# Given text
.....
We begin by noting that there is some doubt as to the existence of an "intentional torts" exception to the exclusive remedy provision. See Beauchamp v Dow Chemical Co, 140 Mich. App. 699, 705; 364 N.W.2d 286 (1984) (J.H. GILLIS, J., dissenting), lv gtd 422 Mich. 936 (1985). As stated in Genson v Bofors-Lakeway, Inc, 122 Mich. App. 470, 478; 332 N.W.2d 507 (1983):

"We cannot say either that the Legislature clearly intended a separate exception for intentional torts not falling within one of the other exceptions or that public policy so clearly requires such a result as to justify our creation of a legal fiction. We decline to create a separate exception to the exclusive remedy provision for intentional torts."

The Genson Court opted to analyze the issue by answering the three questions posed in Neal v Raura Iron Works, Inc, 66 Mich. App. 273, 275; 238 N.W.2d 837 (1975):

"[I]n order to decide that plaintiff's present action is precluded by the exclusive remedy provision of the Workmen's Compensation Act, we must answer the following three questions in the affirmative: (1) Were the `conditions of liability under the act' present at the time of plaintiff's injury?, (2) Is plaintiff seeking to recover damages for personal injuries?, and (3) Is plaintiff's suit based upon the employer-employee relationship?"

Applying this analysis to the case before us, it is clear that plaintiff's claim against All-Pro Food Service is barred by the exclusive remedy provision. Plaintiff is seeking to recover for personal injuries sustained by the deceased in the course of his employment which led to his death. Further, plaintiff's complaint specifically relies upon the employer-employee relationship to support her claim, i.e., she claims that All-Pro Food Service, as the deceased's employer, had a duty to make accurate representations to the deceased regarding the dangers of the job. Finally, it appears that the "conditions of liability" were present at the time of the incident which caused the death. Therefore, since "the injuries themselves fell within the purview of the act, irrespective of the nature of the employer's acts", Sewell v Bathey Manufacturing Co, 103 Mich. App. 732, 737-738; 303 N.W.2d 876 (1981), the exclusive remedy provision was applicable to bar plaintiff's claim against All-Pro Food Service.
.....
(Pointing dataset rows)
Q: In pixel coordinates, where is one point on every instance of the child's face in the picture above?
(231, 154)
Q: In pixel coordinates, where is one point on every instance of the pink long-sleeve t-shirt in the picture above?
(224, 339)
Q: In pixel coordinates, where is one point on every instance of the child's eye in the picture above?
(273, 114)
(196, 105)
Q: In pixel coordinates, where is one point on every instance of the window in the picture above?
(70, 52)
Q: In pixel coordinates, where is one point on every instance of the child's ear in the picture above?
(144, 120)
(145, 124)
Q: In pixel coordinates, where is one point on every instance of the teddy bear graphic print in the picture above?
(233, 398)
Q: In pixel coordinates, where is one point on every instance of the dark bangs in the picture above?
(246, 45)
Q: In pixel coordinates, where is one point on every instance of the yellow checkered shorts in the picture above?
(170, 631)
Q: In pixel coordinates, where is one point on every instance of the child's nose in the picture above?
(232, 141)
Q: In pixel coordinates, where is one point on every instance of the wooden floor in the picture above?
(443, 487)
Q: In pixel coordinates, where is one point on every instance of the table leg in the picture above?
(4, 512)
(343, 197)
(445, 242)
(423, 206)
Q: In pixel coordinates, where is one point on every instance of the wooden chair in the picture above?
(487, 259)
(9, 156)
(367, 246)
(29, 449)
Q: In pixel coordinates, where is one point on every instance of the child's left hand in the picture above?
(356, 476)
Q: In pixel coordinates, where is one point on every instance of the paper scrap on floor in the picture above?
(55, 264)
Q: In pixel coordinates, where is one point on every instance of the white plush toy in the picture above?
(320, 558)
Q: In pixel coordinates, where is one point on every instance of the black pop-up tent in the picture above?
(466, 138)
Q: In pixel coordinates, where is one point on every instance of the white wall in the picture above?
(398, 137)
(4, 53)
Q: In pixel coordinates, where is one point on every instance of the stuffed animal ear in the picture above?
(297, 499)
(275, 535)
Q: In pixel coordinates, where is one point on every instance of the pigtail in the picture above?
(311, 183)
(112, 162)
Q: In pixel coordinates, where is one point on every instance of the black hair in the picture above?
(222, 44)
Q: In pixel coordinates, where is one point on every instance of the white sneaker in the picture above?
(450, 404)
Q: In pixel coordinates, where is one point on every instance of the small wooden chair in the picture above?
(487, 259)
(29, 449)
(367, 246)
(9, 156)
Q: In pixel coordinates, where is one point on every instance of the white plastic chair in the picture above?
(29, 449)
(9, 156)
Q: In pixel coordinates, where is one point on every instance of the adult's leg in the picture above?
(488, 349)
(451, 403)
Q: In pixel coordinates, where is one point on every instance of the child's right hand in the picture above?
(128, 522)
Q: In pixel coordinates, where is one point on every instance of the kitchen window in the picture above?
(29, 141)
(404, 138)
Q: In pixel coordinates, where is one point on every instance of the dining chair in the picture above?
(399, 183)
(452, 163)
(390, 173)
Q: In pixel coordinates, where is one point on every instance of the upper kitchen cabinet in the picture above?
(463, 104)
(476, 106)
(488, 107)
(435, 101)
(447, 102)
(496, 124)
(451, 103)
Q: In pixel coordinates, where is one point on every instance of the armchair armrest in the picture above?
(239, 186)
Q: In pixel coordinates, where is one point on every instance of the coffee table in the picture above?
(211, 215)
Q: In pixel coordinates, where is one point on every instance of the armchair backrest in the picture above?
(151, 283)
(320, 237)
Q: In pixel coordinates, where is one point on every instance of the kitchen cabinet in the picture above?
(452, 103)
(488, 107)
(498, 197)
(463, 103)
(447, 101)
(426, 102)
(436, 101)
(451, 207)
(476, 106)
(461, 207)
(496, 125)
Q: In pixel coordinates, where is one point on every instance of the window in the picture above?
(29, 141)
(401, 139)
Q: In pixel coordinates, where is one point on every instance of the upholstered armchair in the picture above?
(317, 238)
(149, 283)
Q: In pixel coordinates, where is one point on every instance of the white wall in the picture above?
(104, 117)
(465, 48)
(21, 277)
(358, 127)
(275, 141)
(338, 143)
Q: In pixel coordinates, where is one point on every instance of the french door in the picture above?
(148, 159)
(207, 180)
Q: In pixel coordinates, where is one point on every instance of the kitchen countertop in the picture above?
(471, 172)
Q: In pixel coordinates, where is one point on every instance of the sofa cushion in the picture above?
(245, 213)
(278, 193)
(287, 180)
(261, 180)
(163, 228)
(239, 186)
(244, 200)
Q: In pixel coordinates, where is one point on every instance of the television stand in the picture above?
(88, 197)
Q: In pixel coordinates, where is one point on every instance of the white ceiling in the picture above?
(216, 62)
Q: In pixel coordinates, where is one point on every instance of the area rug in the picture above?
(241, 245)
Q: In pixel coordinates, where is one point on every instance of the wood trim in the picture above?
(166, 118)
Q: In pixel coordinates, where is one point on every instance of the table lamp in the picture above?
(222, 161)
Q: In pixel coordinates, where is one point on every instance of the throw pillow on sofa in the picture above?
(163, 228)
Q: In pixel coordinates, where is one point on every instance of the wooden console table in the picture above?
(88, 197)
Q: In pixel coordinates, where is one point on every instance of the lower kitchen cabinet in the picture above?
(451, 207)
.....
Reproduce the full text on the exclusive remedy provision word for word.

We begin by noting that there is some doubt as to the existence of an "intentional torts" exception to the exclusive remedy provision. See Beauchamp v Dow Chemical Co, 140 Mich. App. 699, 705; 364 N.W.2d 286 (1984) (J.H. GILLIS, J., dissenting), lv gtd 422 Mich. 936 (1985). As stated in Genson v Bofors-Lakeway, Inc, 122 Mich. App. 470, 478; 332 N.W.2d 507 (1983):

"We cannot say either that the Legislature clearly intended a separate exception for intentional torts not falling within one of the other exceptions or that public policy so clearly requires such a result as to justify our creation of a legal fiction. We decline to create a separate exception to the exclusive remedy provision for intentional torts."

The Genson Court opted to analyze the issue by answering the three questions posed in Neal v Raura Iron Works, Inc, 66 Mich. App. 273, 275; 238 N.W.2d 837 (1975):

"[I]n order to decide that plaintiff's present action is precluded by the exclusive remedy provision of the Workmen's Compensation Act, we must answer the following three questions in the affirmative: (1) Were the `conditions of liability under the act' present at the time of plaintiff's injury?, (2) Is plaintiff seeking to recover damages for personal injuries?, and (3) Is plaintiff's suit based upon the employer-employee relationship?"

Applying this analysis to the case before us, it is clear that plaintiff's claim against All-Pro Food Service is barred by the exclusive remedy provision. Plaintiff is seeking to recover for personal injuries sustained by the deceased in the course of his employment which led to his death. Further, plaintiff's complaint specifically relies upon the employer-employee relationship to support her claim, i.e., she claims that All-Pro Food Service, as the deceased's employer, had a duty to make accurate representations to the deceased regarding the dangers of the job. Finally, it appears that the "conditions of liability" were present at the time of the incident which caused the death. Therefore, since "the injuries themselves fell within the purview of the act, irrespective of the nature of the employer's acts", Sewell v Bathey Manufacturing Co, 103 Mich. App. 732, 737-738; 303 N.W.2d 876 (1981), the exclusive remedy provision was applicable to bar plaintiff's claim against All-Pro Food Service.